Don’t get me wrong, the multiplayer experience in Rainbow Six: Siege is very well honed, but with only a handful of maps, I’d hardly have called it complete. Add the real need for online co-operation into the mix and you’ve a game that can really only be played within your circle of friends.2015: a gaming year in review

It was the year of the remaster and being games that were originally released in previous years I’ve deliberately left them out of the list above. I took a look at Saints Row IV: Re-Elected, DMC Devil May Cry: Definitive Edition, Borderlands: The Handsome Jack Collection, Journey, God of War III Remastered, Rare Replay and Uncharted: The Nathan Drake Collection.

With the exception of Journey and Uncharted: The Nathan Drake Collection, none of the others really did it for me. Rare Replay was an interesting trip down memory lane, but there was no way I was playing a thirty-five-year-old game for hours. Borderlands: The Handsome Jack Collection was good, but these where game that were still fresh in my mind and, quite frankly, looked just as good on the last-gen consoles.

(WHAT YOU HAVE TO DO): According to the 2015 gaming review, why were the remasters kept off the writer's main list of games?

(DATA SUPPLIED):
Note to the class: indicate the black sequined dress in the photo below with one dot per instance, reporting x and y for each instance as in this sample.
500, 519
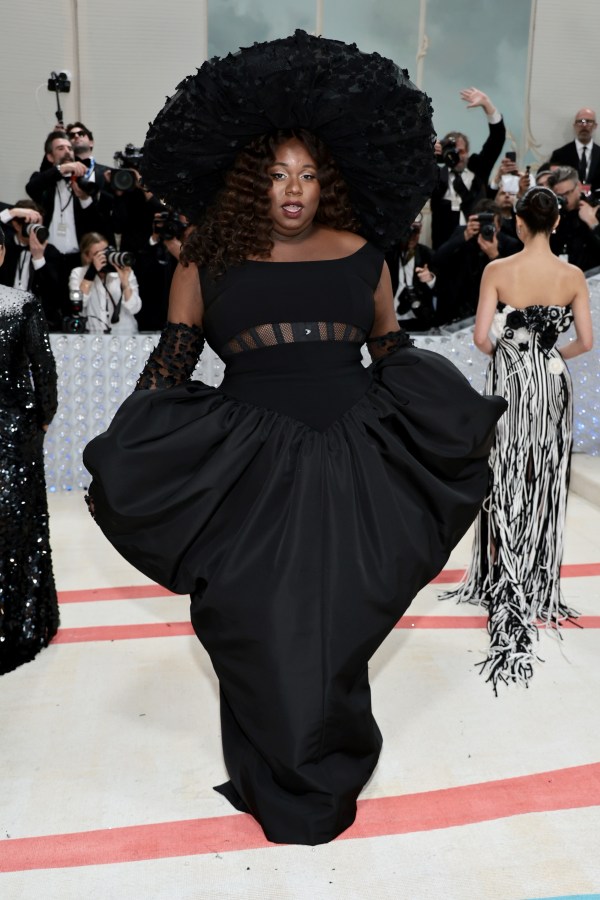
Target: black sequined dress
28, 604
517, 551
302, 505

(OUTPUT): The remasters were left out on purpose because they were games originally released in earlier years, not new releases from 2015.